WHAT TO DO: Once you find the line containing "TARGET = chimney" in the data below, copy it and each following line exactly, up to and including the line containing "TARGET = moored boat", and nothing else.

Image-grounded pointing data
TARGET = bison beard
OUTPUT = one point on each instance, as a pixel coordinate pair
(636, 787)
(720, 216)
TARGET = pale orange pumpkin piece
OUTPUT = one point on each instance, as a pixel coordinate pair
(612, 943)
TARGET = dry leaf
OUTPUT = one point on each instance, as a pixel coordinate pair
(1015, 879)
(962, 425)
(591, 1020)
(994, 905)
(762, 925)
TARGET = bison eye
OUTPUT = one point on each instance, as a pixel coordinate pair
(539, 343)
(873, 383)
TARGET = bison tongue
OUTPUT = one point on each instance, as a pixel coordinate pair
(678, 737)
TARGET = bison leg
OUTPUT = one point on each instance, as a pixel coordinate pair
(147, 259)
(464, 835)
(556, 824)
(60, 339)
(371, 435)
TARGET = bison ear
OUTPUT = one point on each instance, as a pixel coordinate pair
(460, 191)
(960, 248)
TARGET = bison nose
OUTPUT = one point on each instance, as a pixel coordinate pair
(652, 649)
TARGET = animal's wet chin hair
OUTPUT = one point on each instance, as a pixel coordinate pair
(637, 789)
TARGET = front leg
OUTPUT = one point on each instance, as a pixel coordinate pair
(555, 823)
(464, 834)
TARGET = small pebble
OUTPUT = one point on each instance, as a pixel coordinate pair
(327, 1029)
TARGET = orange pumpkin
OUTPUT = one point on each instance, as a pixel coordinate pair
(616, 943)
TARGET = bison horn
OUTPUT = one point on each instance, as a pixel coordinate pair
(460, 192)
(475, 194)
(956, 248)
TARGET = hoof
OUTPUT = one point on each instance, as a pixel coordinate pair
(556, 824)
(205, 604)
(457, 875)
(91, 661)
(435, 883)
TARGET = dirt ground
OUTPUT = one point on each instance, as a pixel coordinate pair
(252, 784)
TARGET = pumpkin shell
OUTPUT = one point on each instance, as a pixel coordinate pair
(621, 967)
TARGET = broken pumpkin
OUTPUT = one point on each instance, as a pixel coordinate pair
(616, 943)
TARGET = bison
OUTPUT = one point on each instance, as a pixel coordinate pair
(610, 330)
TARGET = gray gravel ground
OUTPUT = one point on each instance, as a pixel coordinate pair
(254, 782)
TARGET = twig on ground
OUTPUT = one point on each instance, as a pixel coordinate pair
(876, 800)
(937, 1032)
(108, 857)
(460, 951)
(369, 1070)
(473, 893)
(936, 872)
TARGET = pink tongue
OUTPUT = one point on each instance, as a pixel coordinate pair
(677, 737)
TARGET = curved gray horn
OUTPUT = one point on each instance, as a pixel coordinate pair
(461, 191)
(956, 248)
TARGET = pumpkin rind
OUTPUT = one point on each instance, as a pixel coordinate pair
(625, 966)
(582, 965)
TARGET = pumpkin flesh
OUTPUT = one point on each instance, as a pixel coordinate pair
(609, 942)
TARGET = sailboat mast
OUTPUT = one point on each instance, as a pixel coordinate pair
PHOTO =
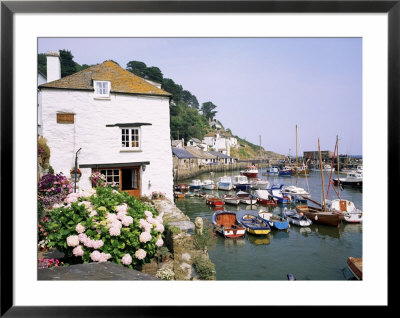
(322, 178)
(297, 172)
(337, 147)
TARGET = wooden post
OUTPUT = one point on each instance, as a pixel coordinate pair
(322, 178)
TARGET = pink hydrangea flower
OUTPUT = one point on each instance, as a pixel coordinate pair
(97, 244)
(145, 237)
(126, 220)
(127, 259)
(80, 228)
(140, 254)
(78, 251)
(160, 242)
(95, 256)
(114, 231)
(73, 240)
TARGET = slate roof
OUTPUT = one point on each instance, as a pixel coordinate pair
(200, 153)
(122, 81)
(182, 153)
(220, 155)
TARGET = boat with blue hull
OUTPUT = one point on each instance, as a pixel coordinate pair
(275, 221)
(276, 193)
(255, 225)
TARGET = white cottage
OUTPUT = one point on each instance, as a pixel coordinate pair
(112, 121)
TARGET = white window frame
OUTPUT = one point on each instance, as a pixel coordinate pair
(104, 92)
(123, 140)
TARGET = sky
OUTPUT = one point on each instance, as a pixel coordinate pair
(263, 87)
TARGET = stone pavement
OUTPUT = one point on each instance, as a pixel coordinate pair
(92, 271)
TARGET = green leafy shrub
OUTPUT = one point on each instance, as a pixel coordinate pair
(204, 267)
(105, 224)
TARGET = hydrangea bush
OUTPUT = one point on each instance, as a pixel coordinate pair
(105, 224)
(53, 189)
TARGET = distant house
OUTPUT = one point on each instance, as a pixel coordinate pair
(112, 121)
(178, 143)
(222, 158)
(205, 158)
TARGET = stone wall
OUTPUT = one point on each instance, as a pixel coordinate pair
(179, 235)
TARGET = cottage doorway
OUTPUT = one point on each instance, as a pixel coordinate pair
(130, 181)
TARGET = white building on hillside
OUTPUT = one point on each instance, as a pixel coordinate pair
(113, 121)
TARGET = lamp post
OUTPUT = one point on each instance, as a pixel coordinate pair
(76, 167)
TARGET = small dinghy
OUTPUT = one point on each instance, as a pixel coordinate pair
(225, 223)
(255, 225)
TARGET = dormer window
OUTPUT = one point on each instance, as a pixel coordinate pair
(102, 89)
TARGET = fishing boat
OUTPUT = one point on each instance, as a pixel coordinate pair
(355, 266)
(353, 179)
(274, 221)
(349, 212)
(273, 170)
(255, 225)
(241, 183)
(225, 223)
(250, 172)
(246, 198)
(285, 171)
(319, 215)
(263, 197)
(295, 218)
(225, 183)
(195, 184)
(296, 194)
(178, 194)
(208, 184)
(182, 187)
(276, 193)
(214, 201)
(231, 199)
(259, 184)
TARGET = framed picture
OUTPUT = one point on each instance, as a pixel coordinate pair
(368, 29)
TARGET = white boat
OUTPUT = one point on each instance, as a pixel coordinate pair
(195, 184)
(259, 184)
(350, 213)
(296, 218)
(208, 184)
(246, 198)
(241, 183)
(224, 183)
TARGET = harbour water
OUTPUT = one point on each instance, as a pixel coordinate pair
(317, 252)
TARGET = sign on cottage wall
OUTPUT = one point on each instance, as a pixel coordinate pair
(65, 118)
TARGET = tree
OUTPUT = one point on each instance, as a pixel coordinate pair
(208, 110)
(68, 66)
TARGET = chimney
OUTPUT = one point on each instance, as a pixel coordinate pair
(53, 66)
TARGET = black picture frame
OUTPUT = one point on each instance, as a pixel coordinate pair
(8, 8)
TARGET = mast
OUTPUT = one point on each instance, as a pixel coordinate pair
(297, 172)
(322, 178)
(337, 147)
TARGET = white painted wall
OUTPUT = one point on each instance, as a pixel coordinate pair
(101, 144)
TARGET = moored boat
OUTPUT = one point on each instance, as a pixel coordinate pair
(355, 266)
(225, 223)
(241, 183)
(250, 172)
(274, 221)
(225, 183)
(231, 199)
(319, 215)
(255, 225)
(208, 184)
(263, 197)
(214, 201)
(246, 198)
(195, 184)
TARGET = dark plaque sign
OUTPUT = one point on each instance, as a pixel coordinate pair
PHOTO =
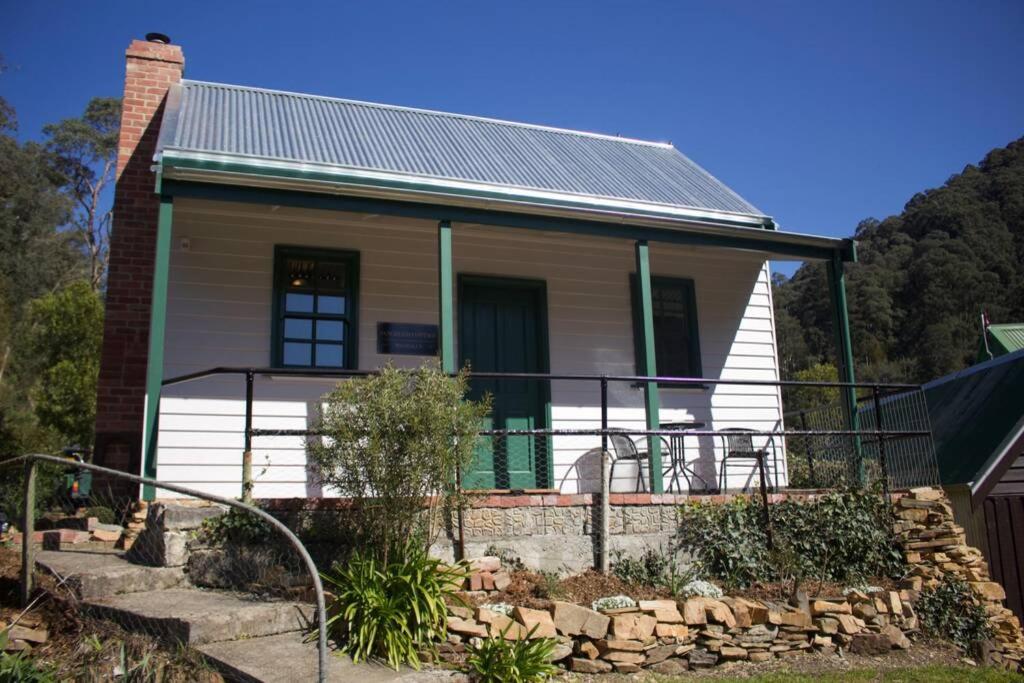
(407, 339)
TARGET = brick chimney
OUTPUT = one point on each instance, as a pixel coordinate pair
(153, 66)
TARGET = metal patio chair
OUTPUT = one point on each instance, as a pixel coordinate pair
(738, 445)
(623, 447)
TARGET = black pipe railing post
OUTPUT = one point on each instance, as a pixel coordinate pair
(880, 434)
(247, 455)
(605, 527)
(810, 453)
(604, 414)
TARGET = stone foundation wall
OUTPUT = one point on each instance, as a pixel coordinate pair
(552, 532)
(669, 637)
(936, 546)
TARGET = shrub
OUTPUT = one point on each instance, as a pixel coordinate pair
(655, 567)
(700, 589)
(499, 607)
(950, 610)
(18, 668)
(613, 602)
(393, 443)
(391, 610)
(103, 514)
(500, 660)
(842, 537)
(549, 585)
(239, 527)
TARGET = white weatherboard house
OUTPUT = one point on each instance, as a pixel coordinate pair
(299, 232)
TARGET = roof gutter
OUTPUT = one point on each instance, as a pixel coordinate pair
(1006, 455)
(309, 177)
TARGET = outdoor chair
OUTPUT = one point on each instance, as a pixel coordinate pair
(623, 447)
(738, 445)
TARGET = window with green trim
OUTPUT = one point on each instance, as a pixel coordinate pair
(315, 301)
(677, 344)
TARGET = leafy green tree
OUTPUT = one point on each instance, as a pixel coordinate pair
(66, 331)
(393, 443)
(84, 154)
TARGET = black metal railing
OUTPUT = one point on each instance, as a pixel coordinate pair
(886, 440)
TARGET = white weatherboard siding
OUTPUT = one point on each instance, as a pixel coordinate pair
(219, 308)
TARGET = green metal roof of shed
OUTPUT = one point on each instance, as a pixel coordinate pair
(1006, 338)
(974, 414)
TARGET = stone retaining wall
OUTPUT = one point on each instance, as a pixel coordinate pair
(669, 637)
(548, 531)
(935, 546)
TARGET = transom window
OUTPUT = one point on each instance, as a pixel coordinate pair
(677, 347)
(314, 307)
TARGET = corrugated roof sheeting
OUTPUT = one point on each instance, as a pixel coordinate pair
(264, 124)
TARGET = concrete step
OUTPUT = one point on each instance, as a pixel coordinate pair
(288, 657)
(194, 616)
(99, 573)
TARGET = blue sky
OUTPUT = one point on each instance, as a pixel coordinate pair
(821, 114)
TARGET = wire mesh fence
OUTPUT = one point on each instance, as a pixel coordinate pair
(188, 572)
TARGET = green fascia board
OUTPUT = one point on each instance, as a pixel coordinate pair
(1009, 337)
(155, 357)
(739, 238)
(170, 160)
(1003, 339)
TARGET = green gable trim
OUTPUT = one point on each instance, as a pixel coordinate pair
(158, 328)
(745, 239)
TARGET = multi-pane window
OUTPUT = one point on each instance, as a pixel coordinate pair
(314, 308)
(677, 348)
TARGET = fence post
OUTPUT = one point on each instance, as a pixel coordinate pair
(28, 530)
(764, 501)
(880, 434)
(247, 455)
(605, 479)
(810, 453)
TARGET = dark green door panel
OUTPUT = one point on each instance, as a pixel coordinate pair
(503, 329)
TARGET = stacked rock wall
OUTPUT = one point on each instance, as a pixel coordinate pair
(670, 636)
(935, 546)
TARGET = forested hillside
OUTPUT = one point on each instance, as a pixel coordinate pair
(923, 279)
(53, 232)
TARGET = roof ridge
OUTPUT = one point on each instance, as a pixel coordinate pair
(437, 113)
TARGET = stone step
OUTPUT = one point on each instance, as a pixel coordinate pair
(259, 659)
(99, 573)
(194, 616)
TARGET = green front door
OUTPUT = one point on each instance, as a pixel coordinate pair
(503, 329)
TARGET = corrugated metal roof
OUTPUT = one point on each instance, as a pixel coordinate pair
(261, 124)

WRITTEN ANSWER:
TARGET = chimney
OUTPUT = one point on each instance, as a pixel coordinate pair
(53, 66)
TARGET = black picture frame
OUTPUT = one point on each instance, as a pixel coordinate pair
(8, 8)
TARGET = mast
OUTPUT = one point on each instance, as a pixel coordinate pair
(297, 172)
(322, 178)
(337, 147)
TARGET = white painted wall
OUTPUT = one point on each instance, as a pixel coordinate pair
(101, 144)
TARGET = moored boat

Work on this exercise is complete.